[Exercise text — start]
The ME/CFS patient cohort described above and inferred to be from one subtype additionally had diverse responses to the RNA vaccine against SARS-CoV-2. The effects spanned from very mild, typical of healthy young women, to more severe but not long-lasting, but in one case the adverse reaction was serious enough to require hospitalisation post-vaccination. This suggested that while they exhibited a similar ME/CFS disease phenotype, their immune systems were responding quite differently to this reactive vaccine. A quantitative survey from the national ME/CFS disease advisory association, ANZMES, of the effects of the vaccine on ME/CFS patients in New Zealand recorded a high frequency (1 in 4) of New Zealand ME/CFS patients having ongoing severe adverse reactions to the vaccine (i.e., a major ME/CFS relapse) [42]. By contrast in this survey about 1 in 20 reported an improvement in their ME/CFS following vaccination. Such a high frequency of adverse reactions in ME/CFS patients is consistent with those reported by patient groups in the United States [43]. Interestingly, vaccination can be a trigger for developing ME/CFS in healthy people, for example, with the influenza vaccine. Now there are anecdotal reports from clinicians who have also seen the onset of ‘Long COVID’ or ME/CFS-like illness following vaccination with RNA vaccines (in New Zealand the BioNTech/Pfizer RNA vaccine has been almost exclusively used). Presumably, these affected people either carry a ‘silent’ genetic susceptibility that is challenged with the reactive vaccine, or their current state of personal health from previous environmental exposures to viruses, other microorganisms or toxic chemicals makes them at least transiently particularly vulnerable to reacting in this way to the vaccine. For those people with existing ME/CFS who showed a high susceptibility for a significant ongoing relapse after vaccination, it is assumed their chronically activated immune system is close to a critical threshold and the reactive vaccine is sufficient to drag the illness back into a more severe state.
In conclusion, although cases in ME/CFS can be usefully divided into subtypes based on their disease profiles, there are still diverse differences likely within members of each subtype that can manifest in different responses to typical day-to-day activities and stresses such as exercise and vaccination. This highlights the challenge of developing universal therapies for ME/CFS patients that will manage their illness better and enable higher functionality.

4. The Search for a Simple Universal Diagnostic Test for ME/CFS

Currently, ME/CFS has no conclusive molecular/cellular-based diagnostic laboratory test, and this gap has meant that patients and families even today are left often without the support of their healthcare system and social support systems because of an equivocation about their illness. When results of a typical blood screen show no clear abnormalities there is frustration for both the patient and the practitioner as to determining the best course of action.
It is heightened when, as sometimes occurs, severely debilitated patients are told after the blood screen with kind intention by their clinician “I have good news, there is nothing wrong with you”. Sadly, patients report feeling dismissed and abandoned from this response, with their debilitating illness not acknowledged. Despite clinical case definitions for diagnosis being refined considerably in recent times, a diagnostic molecular biomarker, tool, or accessible procedure specific for ME/CFS, that is readily transferable to diagnostic laboratories for routine tests on community-wide patient samples, is still urgently needed.
[Exercise text — finish]
[Records provided — start]
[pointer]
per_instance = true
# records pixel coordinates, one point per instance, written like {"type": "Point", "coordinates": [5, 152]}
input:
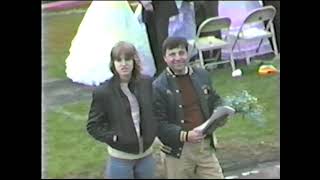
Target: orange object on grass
{"type": "Point", "coordinates": [266, 70]}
[Records provided — finish]
=== Tasks and exercises ===
#1 Answer these questions from the ME/CFS text:
(a) In the ANZMES survey, what share of New Zealand ME/CFS patients had ongoing severe adverse reactions to the vaccine?
(b) Which vaccine does the text say has been used almost exclusively in New Zealand?
(c) What words do clinicians sometimes say, with kind intention, to severely debilitated patients after the blood screen?
#2 Extend the ME/CFS text, beginning after its final sentence.
The listing comes from a source separate from the ME/CFS text.

=== Solved tasks ===
#1
(a) 1 in 4.
(b) The BioNTech/Pfizer RNA vaccine.
(c) "I have good news, there is nothing wrong with you."

#2
At present, a formal diagnosis is given only after eliminating all other diseases with similar symptoms, and with the range of self-reported symptoms fitting within defined sets of clinical criteria for a six month duration [28]. The difficulty for both patients and health practitioners has been exacerbated by over 20 different case definitions or diagnostic criteria for ME/CFS having been published to date [44]. With the underlying pathophysiology of ME/CFS still being unraveled today, there has been no gold standard against which to assess the effectiveness of each case definition. The 1994 Fukuda diagnostic criteria [45] developed by the Center for Disease Control in the USA, has been most commonly used by researchers and clinicians [46], yet it does not include the core defining symptoms of post-exertional malaise and neurocognitive disturbances, nor does it exclude patients whose symptoms may originate from a psychiatric disorder. The Canadian Consensus Criteria (CCC) [28] developed in 2003 by an international ME/CFS expert group was a significant improvement as it highlighted post-exertional malaise as a core symptom, along with fatigue, sleep dysfunction and pain. Additionally, neurological/cognitive and autonomic/neuroendocrine/immune symptom groups were included. In 2011, ‘International Consensus Criteria’ were formulated as a refinement of these CCC criteria, putting more emphasis on inflammation and neuropathology and focusing on neurological disturbance, immune/gastrointestinal, and energy [29]. A detailed review of the criteria used to diagnose ME/CFS was released in 2015 by the Institute of Medicine (IOM) of the Academy of Sciences USA and suggested a simplified core set of diagnostic criteria [47]. The IOM report acknowledged that the stigma associated with the symptom profile of ME/CFS had been due to a lack of knowledge and thereby also a lack of acknowledgement of the seriousness of the disease.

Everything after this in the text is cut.